INSTRUCTIONS TO FOLLOW: Count the lines in the items below that contain the string "flame", treating uppercase and lowercase as different, and reply with only that number.
------------
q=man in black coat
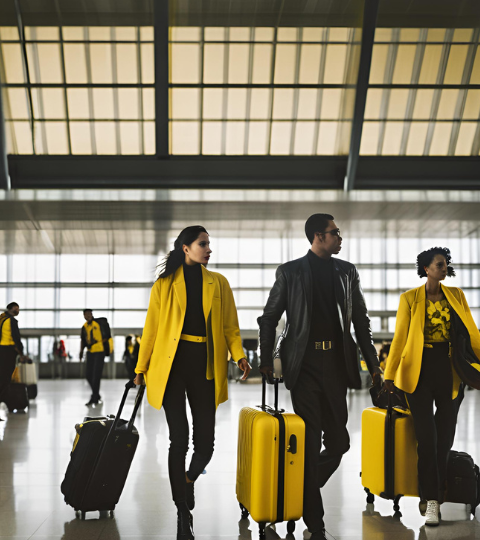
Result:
[258,214,382,540]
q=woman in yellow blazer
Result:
[384,248,480,526]
[135,226,251,540]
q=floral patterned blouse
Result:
[424,298,451,343]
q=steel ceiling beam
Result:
[343,0,380,191]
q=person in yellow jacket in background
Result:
[384,247,480,526]
[134,225,251,540]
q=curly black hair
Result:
[417,247,455,277]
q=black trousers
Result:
[163,341,216,504]
[86,352,105,401]
[0,345,18,403]
[291,346,350,533]
[407,343,459,501]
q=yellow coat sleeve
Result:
[220,276,245,362]
[384,294,411,380]
[135,280,160,373]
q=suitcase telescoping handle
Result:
[111,381,145,432]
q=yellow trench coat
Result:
[384,285,480,399]
[135,266,245,409]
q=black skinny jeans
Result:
[407,343,459,502]
[86,352,105,401]
[291,344,350,533]
[163,340,216,505]
[0,345,18,403]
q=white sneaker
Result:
[425,501,440,527]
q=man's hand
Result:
[260,366,274,384]
[133,373,145,386]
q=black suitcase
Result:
[61,382,145,519]
[5,383,28,412]
[445,450,480,515]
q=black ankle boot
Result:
[177,503,195,540]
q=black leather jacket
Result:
[257,256,381,389]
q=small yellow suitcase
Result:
[360,407,418,512]
[236,379,305,538]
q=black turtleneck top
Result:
[182,264,207,336]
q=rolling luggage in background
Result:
[360,400,418,512]
[61,382,145,519]
[236,377,305,538]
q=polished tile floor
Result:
[0,380,480,540]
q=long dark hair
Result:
[157,225,208,279]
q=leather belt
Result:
[315,341,333,351]
[180,334,207,343]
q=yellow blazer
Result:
[384,285,480,399]
[135,266,245,409]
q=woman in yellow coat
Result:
[384,248,480,526]
[135,226,251,540]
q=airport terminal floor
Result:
[0,380,480,540]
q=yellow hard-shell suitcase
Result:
[361,407,418,512]
[236,380,305,538]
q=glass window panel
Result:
[170,26,201,41]
[70,122,92,155]
[370,43,388,84]
[172,122,199,155]
[140,26,155,41]
[45,122,68,154]
[270,122,292,155]
[317,122,338,156]
[443,45,468,84]
[143,88,155,120]
[455,122,477,156]
[325,45,347,84]
[203,88,223,120]
[94,122,117,154]
[228,45,250,84]
[299,45,322,84]
[120,122,141,154]
[140,43,155,84]
[413,90,434,120]
[5,88,29,120]
[293,122,316,156]
[117,88,140,120]
[392,45,417,84]
[117,44,139,84]
[297,88,318,120]
[93,88,115,120]
[171,88,199,119]
[250,88,271,120]
[90,43,113,84]
[274,45,297,84]
[63,43,87,84]
[419,45,443,84]
[407,122,428,156]
[143,122,155,154]
[67,88,90,119]
[170,43,200,83]
[2,43,25,84]
[227,88,247,120]
[202,122,223,155]
[248,122,270,155]
[430,122,453,156]
[360,122,380,156]
[437,90,458,120]
[273,88,294,119]
[387,89,409,120]
[382,122,403,156]
[252,43,272,84]
[225,122,245,155]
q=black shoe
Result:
[185,482,195,511]
[177,503,195,540]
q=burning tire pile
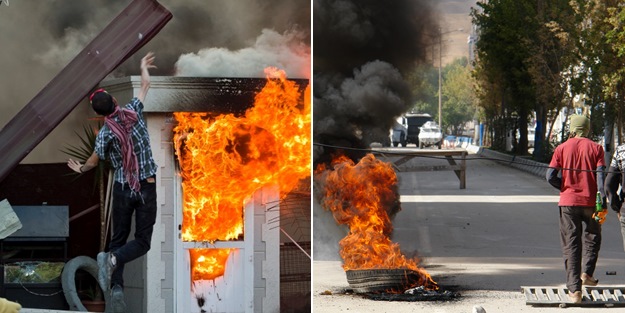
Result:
[345,269,460,301]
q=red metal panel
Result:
[0,0,172,182]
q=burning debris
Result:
[314,154,438,290]
[365,286,460,302]
[313,0,438,292]
[174,68,311,281]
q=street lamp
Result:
[438,27,464,131]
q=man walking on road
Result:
[67,52,157,313]
[547,115,605,303]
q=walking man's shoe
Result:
[582,273,599,286]
[98,252,115,291]
[569,291,582,303]
[111,285,126,313]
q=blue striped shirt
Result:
[95,97,157,184]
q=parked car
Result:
[443,135,456,149]
[391,116,408,147]
[419,121,443,149]
[389,113,433,147]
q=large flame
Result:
[189,249,232,281]
[174,68,311,280]
[315,154,438,289]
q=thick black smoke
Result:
[313,0,438,162]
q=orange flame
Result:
[189,249,232,280]
[174,68,311,280]
[315,154,438,289]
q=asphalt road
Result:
[312,149,625,313]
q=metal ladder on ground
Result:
[521,286,625,307]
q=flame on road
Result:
[315,154,438,289]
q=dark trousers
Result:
[560,206,601,292]
[109,180,156,287]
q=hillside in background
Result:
[434,0,477,66]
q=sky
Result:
[0,0,311,163]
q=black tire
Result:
[345,269,420,293]
[61,255,110,312]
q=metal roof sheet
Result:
[0,0,172,182]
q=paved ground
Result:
[312,148,625,313]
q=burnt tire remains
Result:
[345,269,421,293]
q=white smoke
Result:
[176,29,310,78]
[35,25,98,68]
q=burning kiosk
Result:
[100,74,310,312]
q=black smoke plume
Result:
[313,0,438,163]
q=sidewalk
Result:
[312,150,625,313]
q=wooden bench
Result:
[372,148,467,189]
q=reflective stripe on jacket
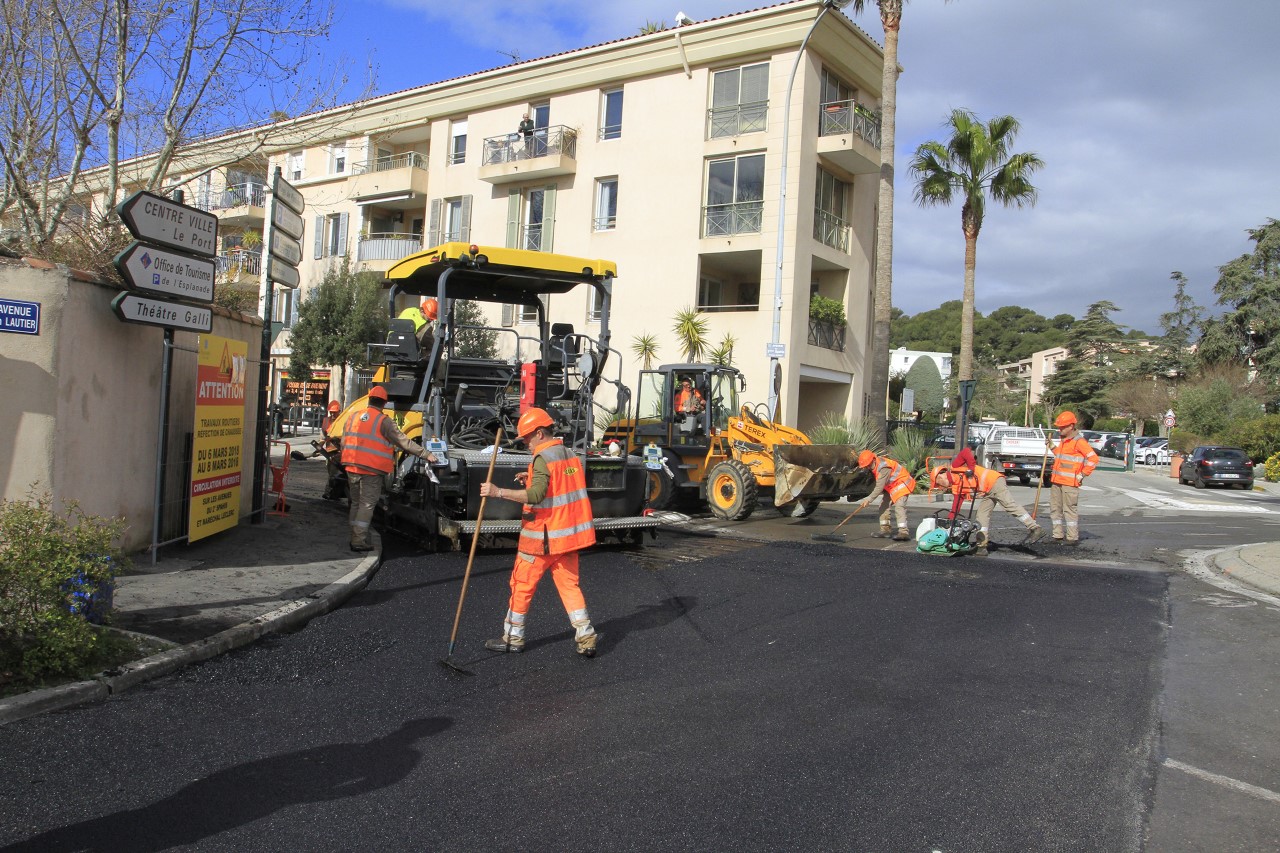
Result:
[342,406,396,474]
[520,438,595,557]
[876,457,915,503]
[1050,437,1098,485]
[951,465,1005,501]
------------
ANSWER TO THIS TASK: 3